▸ Excerpted passage
Papaya: A Nutritious Tropical Fruit   
  Published in: Food Product Design, Oct. 12, 2011
By Kasi Sundaresan, Ph. D., Contributing Editor 

         Papaya is a fruit from the group of yellow and orange fruits
gaining immense popularity in the United States. This tropical fruit
was reputedly called "The Fruit of the Angels" by Christopher
Columbus.  Originally from southern Mexico, Central America and
northern South  America, the fruit is now cultivated throughout the
tropical world and  in the warmest parts of the subtropics. Papaya
fruit is commonly  consumed fresh, but it is also cooked or used in
salads, preserves,  sauces, dressings, juices, nectars, smoothies and
pies.  

         Papaya cultivation 

         Papaya belongs to the family Caricaceae, which includes  four
genera and about 20 species native to the growing region. The  papaya
tree is a rapid-growing perennial that looks like a small palm  tree,
with a single slender, cylindrical trunk with a crown of leaves.  The
tree attains an average height of 10 to 13 feet. It is propagated
from seeds. Because of open pollination, it is difficult to obtain a
pure cultivar for papaya. Papaya trees develop to their full size in
less than a year and are ready to bear fruit at any time during the
year.  

         Among the numerous varieties of papaya are important commercial
varieties such as 'Red Lady', 'Maradol',
‘Waimanalo' and different  ‘Solo' types. Two
kinds of papayas are commonly grown; red papaya has  sweet, red (or
orange) flesh, and yellow papaya has yellow flesh.  The
large-fruited, red-fleshed 'Maradol', 'Sunrise', and
'Caribbean Red'  papayas often sold in U.S. markets are
commonly grown in Mexico and  Belize. Weather conditions, such as
cold temperatures, lack of water  (drought), high, constant winds, or
shade, will reduce papaya growth and production. Papaya plants grow
best in areas where temperatures remain  warm to hot (70 to 90°
F; 21 to 32° C). Papaya trees are not tolerant of freezing
temperatures and are damaged or killed below 31° F (-0.6° C).
Papaya trees are susceptible to wind damage and will not establish or
grow well in continuously windy areas. The fruit is commonly
spherical  to cylindrical in form. Attached along the walls of the
large inner  cavity of the fruit are numerous small, round, wrinkled
black seeds The  juicy flesh is deep yellow, orange, red or salmon,
and its flavor  profile strongly resembles a muskmelon. Deliciously
sweet with musky  undertones and a soft, butterlike consistency, it
is greatly enjoyed in  tropical countries. The soluble-solids level
of the mature fruits is  typically 11.5% or higher, 

         Of nutritional note 

         Puréed papaya is a good source of beta carotene and iron for
lactating mothers, according to a study in the Journal of Nutrition
(2001; 131:1,497-1,502.). Papaya is an excellent source of ascorbic
acid (about 60 mg to 100 mg per 100 grams pulp), a good source of
provitamin A, some B complex vitamins and many phytochemicals having
antioxidant properties. During the the papaya's development,
ascorbic  acid increases gradually until the fruit reaches maturity.

▸ Data to examine
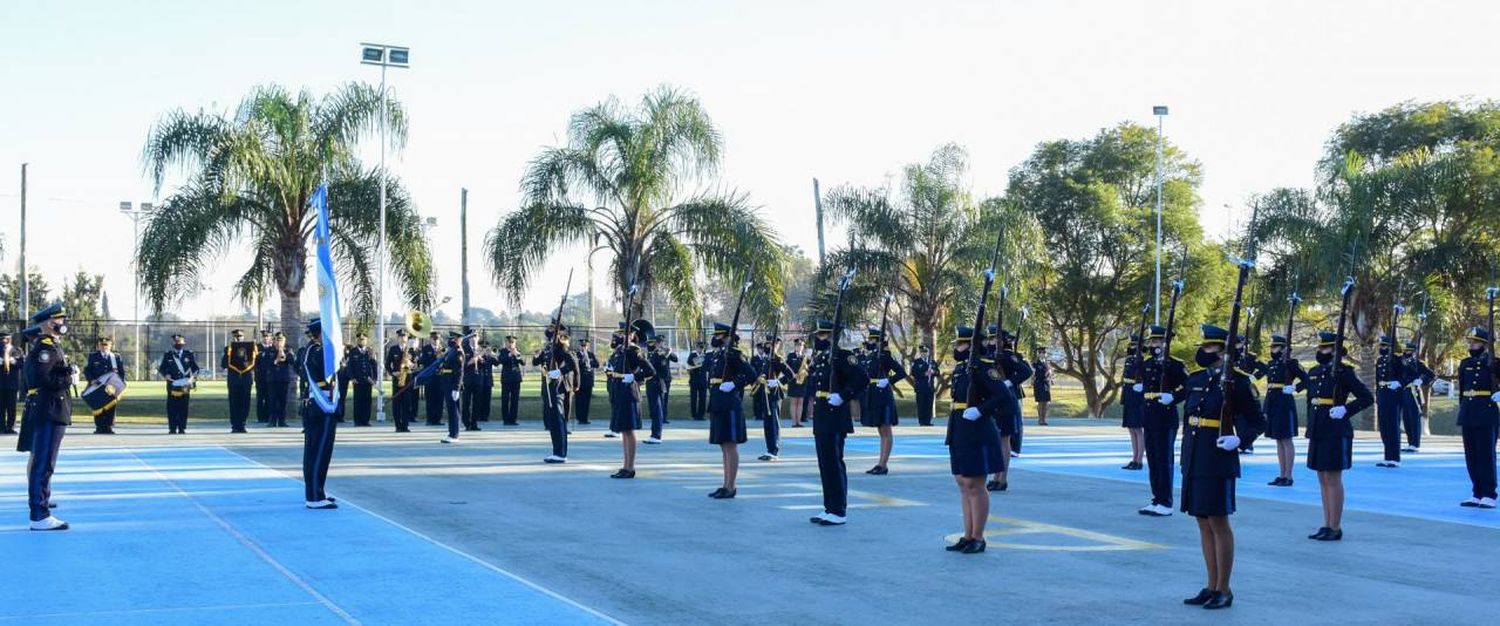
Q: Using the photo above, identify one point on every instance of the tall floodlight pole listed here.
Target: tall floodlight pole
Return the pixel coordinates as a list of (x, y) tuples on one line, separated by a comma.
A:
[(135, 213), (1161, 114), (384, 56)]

▸ Exercise description
Please rewrite the papaya article's paragraph beginning "Papaya belongs to the family Caricaceae" as a short bulleted list that keeps its main facts. These entries come from a separate source.

▸ Answer section
- Family: Caricaceae, with four genera and about 20 species native to the growing region
- Tree: a fast-growing perennial that looks like a small palm, with one slender cylindrical trunk topped by a crown of leaves
- Height: 10 to 13 feet on average
- Propagation: from seeds, though open pollination makes a pure cultivar hard to obtain
- Growth: reaches full size in under a year and can bear fruit at any time of year